The exercise -
Reproduce the entire listing below word for word, omitting the pictures.

** BEGIN **

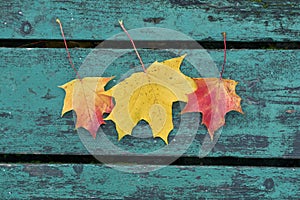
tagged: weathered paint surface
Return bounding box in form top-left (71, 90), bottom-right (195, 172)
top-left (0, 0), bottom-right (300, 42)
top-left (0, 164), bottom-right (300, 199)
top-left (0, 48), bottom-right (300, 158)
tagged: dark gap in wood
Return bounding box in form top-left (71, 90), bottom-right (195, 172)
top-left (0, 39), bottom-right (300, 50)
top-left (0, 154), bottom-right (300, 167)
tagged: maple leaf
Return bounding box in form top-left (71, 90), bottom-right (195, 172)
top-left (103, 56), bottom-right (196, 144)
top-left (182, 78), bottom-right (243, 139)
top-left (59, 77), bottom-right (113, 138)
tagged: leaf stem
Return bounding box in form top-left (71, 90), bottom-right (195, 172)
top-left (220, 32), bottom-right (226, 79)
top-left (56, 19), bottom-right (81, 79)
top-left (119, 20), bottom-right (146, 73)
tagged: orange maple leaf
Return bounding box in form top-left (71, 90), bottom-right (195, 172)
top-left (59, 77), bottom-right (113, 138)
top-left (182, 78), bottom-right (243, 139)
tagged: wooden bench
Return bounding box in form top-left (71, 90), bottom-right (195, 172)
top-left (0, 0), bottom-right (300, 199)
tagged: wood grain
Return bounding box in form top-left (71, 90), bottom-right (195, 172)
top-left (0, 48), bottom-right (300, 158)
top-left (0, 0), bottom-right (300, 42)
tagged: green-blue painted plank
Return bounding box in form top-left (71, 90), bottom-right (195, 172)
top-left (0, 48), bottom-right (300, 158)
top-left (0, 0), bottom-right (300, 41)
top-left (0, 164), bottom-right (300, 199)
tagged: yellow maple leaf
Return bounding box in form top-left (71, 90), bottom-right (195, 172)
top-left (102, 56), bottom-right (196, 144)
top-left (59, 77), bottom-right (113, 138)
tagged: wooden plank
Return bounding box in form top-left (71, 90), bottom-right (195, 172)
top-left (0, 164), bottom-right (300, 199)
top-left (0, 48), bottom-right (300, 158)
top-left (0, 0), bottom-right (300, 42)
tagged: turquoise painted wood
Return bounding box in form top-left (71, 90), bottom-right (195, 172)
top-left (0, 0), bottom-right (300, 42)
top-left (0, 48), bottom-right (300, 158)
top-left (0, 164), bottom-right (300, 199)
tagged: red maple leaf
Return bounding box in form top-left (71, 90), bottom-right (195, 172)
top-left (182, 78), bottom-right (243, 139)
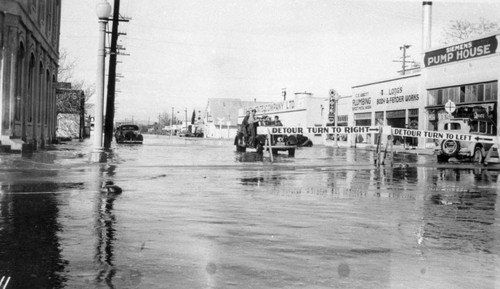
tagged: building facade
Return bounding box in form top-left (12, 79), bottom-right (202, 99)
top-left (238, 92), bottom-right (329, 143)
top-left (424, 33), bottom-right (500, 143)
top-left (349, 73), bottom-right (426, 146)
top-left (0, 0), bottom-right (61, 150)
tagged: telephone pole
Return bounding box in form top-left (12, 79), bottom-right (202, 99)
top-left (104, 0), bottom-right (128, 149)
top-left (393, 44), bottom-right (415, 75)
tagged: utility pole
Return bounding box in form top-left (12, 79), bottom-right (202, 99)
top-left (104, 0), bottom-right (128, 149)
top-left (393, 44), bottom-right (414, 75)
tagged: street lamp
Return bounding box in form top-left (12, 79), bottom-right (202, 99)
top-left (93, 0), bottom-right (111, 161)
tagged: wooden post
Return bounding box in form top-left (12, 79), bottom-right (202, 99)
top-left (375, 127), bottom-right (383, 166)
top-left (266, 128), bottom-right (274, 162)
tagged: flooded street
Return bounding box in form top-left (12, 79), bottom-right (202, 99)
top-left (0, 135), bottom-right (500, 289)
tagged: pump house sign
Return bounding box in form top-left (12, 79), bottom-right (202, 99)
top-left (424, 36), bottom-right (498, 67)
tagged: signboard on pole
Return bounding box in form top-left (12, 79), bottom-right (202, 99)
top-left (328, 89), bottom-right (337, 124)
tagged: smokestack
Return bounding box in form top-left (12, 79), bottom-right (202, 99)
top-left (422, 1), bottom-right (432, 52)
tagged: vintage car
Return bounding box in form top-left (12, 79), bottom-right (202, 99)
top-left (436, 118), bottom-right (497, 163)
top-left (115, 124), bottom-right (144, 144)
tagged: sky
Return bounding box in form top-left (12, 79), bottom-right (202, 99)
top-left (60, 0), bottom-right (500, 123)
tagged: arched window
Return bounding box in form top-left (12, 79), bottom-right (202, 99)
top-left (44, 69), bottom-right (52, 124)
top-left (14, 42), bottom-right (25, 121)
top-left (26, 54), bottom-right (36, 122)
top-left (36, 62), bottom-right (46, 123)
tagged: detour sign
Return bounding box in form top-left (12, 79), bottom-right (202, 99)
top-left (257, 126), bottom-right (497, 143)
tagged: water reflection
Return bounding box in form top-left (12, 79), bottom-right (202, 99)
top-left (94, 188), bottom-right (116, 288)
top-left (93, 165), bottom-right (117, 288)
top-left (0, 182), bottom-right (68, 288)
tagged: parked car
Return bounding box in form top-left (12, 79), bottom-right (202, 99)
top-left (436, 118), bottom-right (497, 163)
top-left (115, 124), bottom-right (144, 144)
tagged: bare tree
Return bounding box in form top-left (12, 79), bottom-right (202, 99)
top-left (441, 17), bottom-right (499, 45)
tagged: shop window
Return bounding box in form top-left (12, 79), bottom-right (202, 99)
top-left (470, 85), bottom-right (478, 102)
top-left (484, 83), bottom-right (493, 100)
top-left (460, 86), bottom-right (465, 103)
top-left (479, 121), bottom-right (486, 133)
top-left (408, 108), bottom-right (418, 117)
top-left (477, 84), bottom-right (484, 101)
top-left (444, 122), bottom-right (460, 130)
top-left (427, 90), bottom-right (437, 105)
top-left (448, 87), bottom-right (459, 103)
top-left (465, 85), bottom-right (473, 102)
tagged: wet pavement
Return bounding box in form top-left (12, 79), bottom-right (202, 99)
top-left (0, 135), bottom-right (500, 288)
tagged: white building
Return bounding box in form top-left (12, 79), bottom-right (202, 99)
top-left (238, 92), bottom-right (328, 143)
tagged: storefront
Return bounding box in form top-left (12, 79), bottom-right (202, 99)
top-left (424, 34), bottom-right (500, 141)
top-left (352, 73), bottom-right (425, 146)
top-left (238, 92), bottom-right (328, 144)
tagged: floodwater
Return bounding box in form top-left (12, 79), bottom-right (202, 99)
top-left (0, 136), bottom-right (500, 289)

** END **

Reply to the task -
tagged: weathered paint surface
Return bounding box in form top-left (71, 90), bottom-right (195, 172)
top-left (0, 0), bottom-right (300, 42)
top-left (0, 164), bottom-right (300, 199)
top-left (0, 48), bottom-right (300, 158)
tagged: dark gap in wood
Return bounding box in form top-left (71, 90), bottom-right (195, 172)
top-left (0, 39), bottom-right (300, 50)
top-left (0, 154), bottom-right (300, 167)
tagged: maple leaf
Return bounding box in form top-left (71, 90), bottom-right (195, 172)
top-left (103, 56), bottom-right (196, 144)
top-left (182, 78), bottom-right (243, 139)
top-left (59, 77), bottom-right (113, 138)
tagged: leaf stem
Return bounding box in form top-left (71, 90), bottom-right (195, 172)
top-left (220, 32), bottom-right (226, 79)
top-left (56, 19), bottom-right (81, 79)
top-left (119, 20), bottom-right (146, 73)
tagged: orange maple leaf
Return bounding box in form top-left (71, 90), bottom-right (195, 172)
top-left (59, 77), bottom-right (113, 138)
top-left (182, 78), bottom-right (243, 139)
tagged: wooden bench
Return bounding box in form top-left (71, 90), bottom-right (195, 172)
top-left (0, 0), bottom-right (300, 199)
tagged: wood grain
Return bounding box in form top-left (71, 90), bottom-right (195, 172)
top-left (0, 48), bottom-right (300, 158)
top-left (0, 0), bottom-right (300, 42)
tagged: green-blue painted plank
Return bounding box in form top-left (71, 90), bottom-right (195, 172)
top-left (0, 48), bottom-right (300, 158)
top-left (0, 0), bottom-right (300, 41)
top-left (0, 164), bottom-right (300, 199)
tagged: yellow maple leaf
Return bounding box in form top-left (71, 90), bottom-right (195, 172)
top-left (102, 56), bottom-right (196, 144)
top-left (59, 77), bottom-right (113, 138)
tagged: wooden plank
Return bounding box in form top-left (71, 90), bottom-right (195, 172)
top-left (0, 164), bottom-right (300, 199)
top-left (0, 48), bottom-right (300, 158)
top-left (0, 0), bottom-right (300, 42)
tagged: turquoise painted wood
Return bounding box in form top-left (71, 90), bottom-right (195, 172)
top-left (0, 0), bottom-right (300, 42)
top-left (0, 48), bottom-right (300, 158)
top-left (0, 164), bottom-right (300, 199)
tagged: red maple leaf
Return bounding box in form top-left (71, 90), bottom-right (195, 172)
top-left (182, 78), bottom-right (243, 139)
tagged: building facade
Return bounding box in form top-left (12, 79), bottom-right (202, 99)
top-left (238, 92), bottom-right (329, 143)
top-left (424, 33), bottom-right (500, 143)
top-left (349, 73), bottom-right (426, 146)
top-left (0, 0), bottom-right (61, 150)
tagged: telephone pole
Return bounding box in form top-left (12, 79), bottom-right (202, 99)
top-left (104, 0), bottom-right (128, 149)
top-left (393, 44), bottom-right (415, 75)
tagged: utility pole
Return bounding box in form top-left (12, 79), bottom-right (202, 99)
top-left (104, 0), bottom-right (128, 149)
top-left (393, 44), bottom-right (414, 75)
tagged: street lamp
Return bounding box in form top-left (12, 79), bottom-right (202, 99)
top-left (93, 0), bottom-right (111, 161)
tagged: wooden post
Return bounding box in form top-left (12, 79), bottom-right (202, 99)
top-left (375, 127), bottom-right (383, 166)
top-left (266, 128), bottom-right (274, 162)
tagged: flooded street
Return bounding box in form top-left (12, 79), bottom-right (202, 99)
top-left (0, 135), bottom-right (500, 289)
tagged: pump house sign
Return bounding box in form top-left (12, 79), bottom-right (202, 99)
top-left (424, 36), bottom-right (498, 67)
tagged: signboard on pole
Return bounding box in form top-left (12, 79), bottom-right (202, 99)
top-left (328, 89), bottom-right (337, 124)
tagged: smokestack
Return bounding box in form top-left (12, 79), bottom-right (202, 99)
top-left (422, 1), bottom-right (432, 52)
tagged: vintage car
Return bounding box in form top-left (12, 79), bottom-right (202, 99)
top-left (436, 118), bottom-right (497, 163)
top-left (115, 124), bottom-right (144, 144)
tagged: sky
Return bounding box in form top-left (12, 79), bottom-right (202, 99)
top-left (60, 0), bottom-right (500, 123)
tagged: arched window
Return bounding box in form top-left (12, 79), bottom-right (202, 99)
top-left (44, 69), bottom-right (52, 124)
top-left (14, 42), bottom-right (25, 121)
top-left (26, 54), bottom-right (36, 122)
top-left (36, 62), bottom-right (46, 123)
tagged: detour sign
Return bounding box in form top-left (12, 79), bottom-right (202, 99)
top-left (257, 126), bottom-right (497, 143)
tagged: water reflection
Return bounding box in form top-left (12, 79), bottom-right (202, 99)
top-left (94, 188), bottom-right (116, 288)
top-left (93, 165), bottom-right (117, 288)
top-left (0, 182), bottom-right (68, 288)
tagged: parked car
Return bounding box in form top-left (12, 79), bottom-right (202, 99)
top-left (436, 118), bottom-right (497, 163)
top-left (115, 124), bottom-right (144, 144)
tagged: bare tree
Return bounding box in form top-left (12, 79), bottom-right (202, 99)
top-left (441, 17), bottom-right (499, 45)
tagged: shop window
Return bounding box in form top-left (12, 79), bottom-right (202, 99)
top-left (470, 85), bottom-right (478, 102)
top-left (484, 83), bottom-right (493, 100)
top-left (460, 86), bottom-right (465, 103)
top-left (479, 121), bottom-right (486, 133)
top-left (408, 108), bottom-right (418, 117)
top-left (477, 84), bottom-right (484, 101)
top-left (444, 122), bottom-right (460, 130)
top-left (427, 90), bottom-right (437, 105)
top-left (448, 87), bottom-right (459, 103)
top-left (465, 85), bottom-right (473, 102)
tagged: wet pavement
Return bounding box in form top-left (12, 79), bottom-right (202, 99)
top-left (0, 135), bottom-right (500, 288)
tagged: white building
Return bounding box in form top-left (12, 79), bottom-right (202, 99)
top-left (238, 92), bottom-right (328, 143)
tagged: storefront
Return bounding box in form top-left (12, 79), bottom-right (202, 99)
top-left (424, 34), bottom-right (500, 141)
top-left (352, 73), bottom-right (425, 146)
top-left (238, 92), bottom-right (328, 144)
tagged: floodwater
Return bounding box in form top-left (12, 79), bottom-right (202, 99)
top-left (0, 136), bottom-right (500, 289)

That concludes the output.